Information supplied
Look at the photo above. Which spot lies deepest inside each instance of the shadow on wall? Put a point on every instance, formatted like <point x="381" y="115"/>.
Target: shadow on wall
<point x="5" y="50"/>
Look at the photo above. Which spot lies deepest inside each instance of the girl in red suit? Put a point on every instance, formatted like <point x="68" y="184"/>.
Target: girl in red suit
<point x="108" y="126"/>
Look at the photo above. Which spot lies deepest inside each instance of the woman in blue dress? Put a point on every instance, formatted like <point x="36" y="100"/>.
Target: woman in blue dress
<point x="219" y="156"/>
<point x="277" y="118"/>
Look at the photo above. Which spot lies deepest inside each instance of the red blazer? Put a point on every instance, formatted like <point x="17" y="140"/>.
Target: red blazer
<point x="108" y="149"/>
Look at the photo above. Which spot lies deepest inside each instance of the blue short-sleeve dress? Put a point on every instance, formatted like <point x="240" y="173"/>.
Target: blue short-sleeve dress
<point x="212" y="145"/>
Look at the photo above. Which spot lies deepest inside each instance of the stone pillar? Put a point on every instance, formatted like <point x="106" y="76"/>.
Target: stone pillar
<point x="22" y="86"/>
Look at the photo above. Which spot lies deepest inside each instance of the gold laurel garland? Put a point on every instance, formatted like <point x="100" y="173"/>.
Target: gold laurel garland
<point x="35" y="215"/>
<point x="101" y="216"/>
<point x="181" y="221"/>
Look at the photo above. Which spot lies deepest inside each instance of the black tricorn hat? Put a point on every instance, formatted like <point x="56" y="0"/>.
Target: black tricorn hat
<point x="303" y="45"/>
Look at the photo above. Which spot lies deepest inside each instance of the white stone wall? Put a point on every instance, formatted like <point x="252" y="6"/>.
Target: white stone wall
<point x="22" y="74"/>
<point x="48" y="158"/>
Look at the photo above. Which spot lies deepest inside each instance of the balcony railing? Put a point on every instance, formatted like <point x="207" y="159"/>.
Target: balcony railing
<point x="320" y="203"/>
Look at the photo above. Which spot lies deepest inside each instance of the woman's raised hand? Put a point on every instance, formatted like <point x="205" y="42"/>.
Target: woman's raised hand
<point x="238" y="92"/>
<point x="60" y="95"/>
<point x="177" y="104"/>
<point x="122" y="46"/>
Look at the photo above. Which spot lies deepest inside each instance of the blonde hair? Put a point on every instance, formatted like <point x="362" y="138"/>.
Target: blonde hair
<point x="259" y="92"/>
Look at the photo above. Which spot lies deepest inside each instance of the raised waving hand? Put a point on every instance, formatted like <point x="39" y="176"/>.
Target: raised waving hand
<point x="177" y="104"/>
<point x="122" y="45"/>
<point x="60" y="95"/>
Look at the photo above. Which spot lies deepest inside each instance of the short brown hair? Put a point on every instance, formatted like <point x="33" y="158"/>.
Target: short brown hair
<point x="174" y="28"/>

Challenge
Copy every item above verbatim, keeping each line as it appears.

The answer
Look at the photo above. Which spot lies deepest inside each instance of the shadow on wall? Put a point on every instance, formatted like <point x="381" y="115"/>.
Target: shadow on wall
<point x="5" y="50"/>
Look at the photo above. Which spot lies deepest inside each instance of the girl in red suit? Put a point on every instance, formatted like <point x="68" y="184"/>.
Target: girl in red suit
<point x="108" y="126"/>
Look at the photo above. Which spot lies deepest inside each instance of the woman in blue dress? Put a point on every instance, formatted like <point x="36" y="100"/>.
Target: woman in blue dress
<point x="219" y="156"/>
<point x="277" y="118"/>
Look at the photo above. Which spot lies deepest inside each instance of the red blazer? Put a point on every instance, formatted like <point x="17" y="140"/>.
Target: red blazer
<point x="108" y="149"/>
Look at the photo above. Which spot lies deepest inside each instance of the blue short-sleeve dress? Put a point on every instance, formatted like <point x="240" y="173"/>.
Target: blue short-sleeve dress
<point x="212" y="145"/>
Look at the photo above. Which spot lies deepest inside each instance of the stone pillar? Put a point on every instance, formatted like <point x="106" y="76"/>.
Target: stone pillar
<point x="22" y="86"/>
Look at the photo above. Which spot lies deepest inside each instance of the gold laurel garland? Put a point on every instance, formatted like <point x="100" y="173"/>.
Target: gold laurel garland
<point x="35" y="215"/>
<point x="101" y="216"/>
<point x="181" y="221"/>
Look at the photo above. Which spot lies deepest inside each instance of the black tricorn hat? Put a point on every instance, formatted like <point x="56" y="0"/>.
Target: black tricorn hat
<point x="303" y="45"/>
Look at the photo above. Which spot lies deepest inside each instance of the white stone wall? Put a point on every instance, formatted like <point x="252" y="6"/>.
Target: white stone wall
<point x="22" y="74"/>
<point x="48" y="158"/>
Look at the photo above. Which spot lies deepest inside each instance of the balcony railing? Put a point on every instance, formatted like <point x="207" y="159"/>.
Target: balcony railing
<point x="320" y="203"/>
Look at the photo above. Which spot lies deepest inside each instance of the woman's raised hand? Put a point on every instance, formatted like <point x="205" y="42"/>.
Target: woman's raised hand
<point x="238" y="92"/>
<point x="60" y="95"/>
<point x="177" y="104"/>
<point x="122" y="46"/>
Look at the photo above. Which spot lies deepest inside each instance of the blonde hair? Put a point on every instance, formatted like <point x="362" y="138"/>.
Target: blonde hair
<point x="259" y="92"/>
Look at the photo above. Which spot lies deepest inside each instance of the raised waving hand? Put a point on every instance, formatted like <point x="39" y="176"/>.
Target: raised waving hand
<point x="177" y="104"/>
<point x="122" y="45"/>
<point x="60" y="95"/>
Look at the photo above. Which spot lies deepest inside each instance of the short brown hair? Put a point on every instance, formatted like <point x="33" y="158"/>.
Target: short brown hair
<point x="174" y="28"/>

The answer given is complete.